=== To do ===
a: Condense the paragraph of the bootloader article that opens with "That first block is the bootloader" into a short bulleted list that keeps its main facts.
b: Echo the bootloader article word for word, between "The bootloader runs" and "on real hardware.", inclusive.
c: Decide whether the bootloader article supports each statement, answering yes or no and quoting the words that settle it: (i) Secure boot, when a device has it, is found in the bootloader. (ii) On bare-metal microcontrollers the bootloader is usually U-Boot. (iii) Running binwalk -A on the image reports the instruction sets it recognizes.

=== Document passage ===

Identifying the Bootloader in a Flash Dump

The bootloader runs first, sets up the hardware, and decides what code the device is allowed to run next. Find it in a raw flash dump and you learn exactly how a device defends itself at startup, or whether it defends itself at all. Here is the workflow I use to locate and read it on real hardware.

Why the Bootloader Is the First Thing I Check

Secure boot, if it exists, lives in the bootloader. So does the answer to the question that shapes the rest of an assessment: does this device verify the next stage before running it, or does it trust whatever sits in flash? Before I reverse engineer the application, I want the bootloader, because it tells me where the root of trust is and whether it actually holds.

On Linux-class devices that usually means U-Boot. On bare-metal microcontrollers it means a small first-stage loader sitting at the reset vector. The two look nothing alike in a dump, so the first job is figuring out which one you are holding before you spend an hour analyzing the wrong bytes.

Start With a Map of the Image

Confirm what you have, then let binwalk lay out the structure. A single scan usually shows where the bootloader ends and the kernel begins, and it does it in seconds.

# what kind of file is this
file firmware.bin

# scan for known signatures and offsets
binwalk firmware.bin

firmware.bin: data

DECIMAL       HEXADECIMAL     DESCRIPTION
--------------------------------------------------------------------------------
0             0x0             uImage header, header size: 64 bytes, header CRC: 0x2A1F
64            0x40            U-Boot 2021.04 (ARM), load addr: 0x80000000
197632        0x3040          LZMA compressed data
1248304       0x130C30        Squashfs filesystem, little endian, version 4.0

That first block is the bootloader. Note the offset (0x40) and the version string U-Boot 2021.04. The rest of the image, the compressed kernel and the SquashFS root filesystem, comes after it. You now know the layout before touching anything else, and that map guides every later step.

Confirm the Architecture Before You Disassemble

If binwalk does not name the CPU, a quick opcode scan settles it. Pointing binwalk -A at the image reports the instruction sets it recognizes, which tells your disassembler how to read the bytes.

=== Collected data ===
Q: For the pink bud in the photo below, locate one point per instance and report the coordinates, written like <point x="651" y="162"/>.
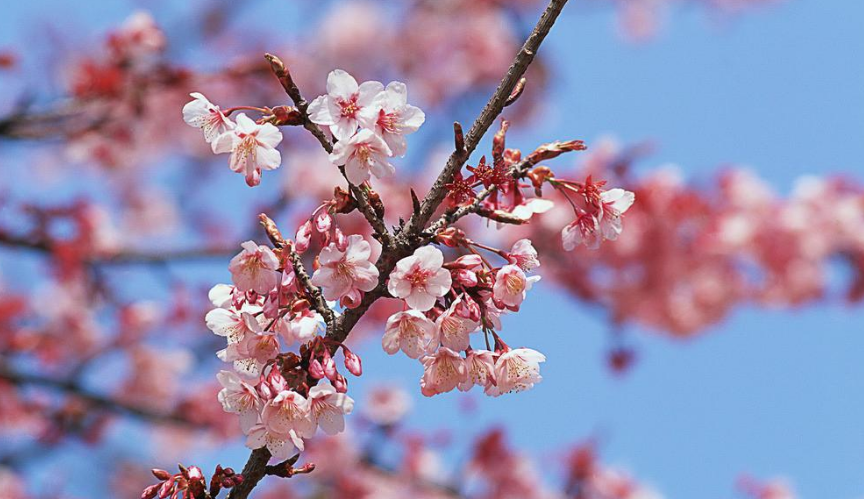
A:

=== Results ===
a:
- The first block in the scan is the bootloader.
- It sits at offset 0x40 and carries the version string U-Boot 2021.04.
- The compressed kernel and the SquashFS root filesystem follow it.
- Knowing this layout before touching anything else guides every later step.

b:
The bootloader runs first, sets up the hardware, and decides what code the device is allowed to run next. Find it in a raw flash dump and you learn exactly how a device defends itself at startup, or whether it defends itself at all. Here is the workflow I use to locate and read it on real hardware.

c:
(i) Yes: "Secure boot, if it exists, lives in the bootloader."
(ii) No: "On bare-metal microcontrollers it means a small first-stage loader sitting at the reset vector."
(iii) Yes: "Pointing binwalk -A at the image reports the instruction sets it recognizes"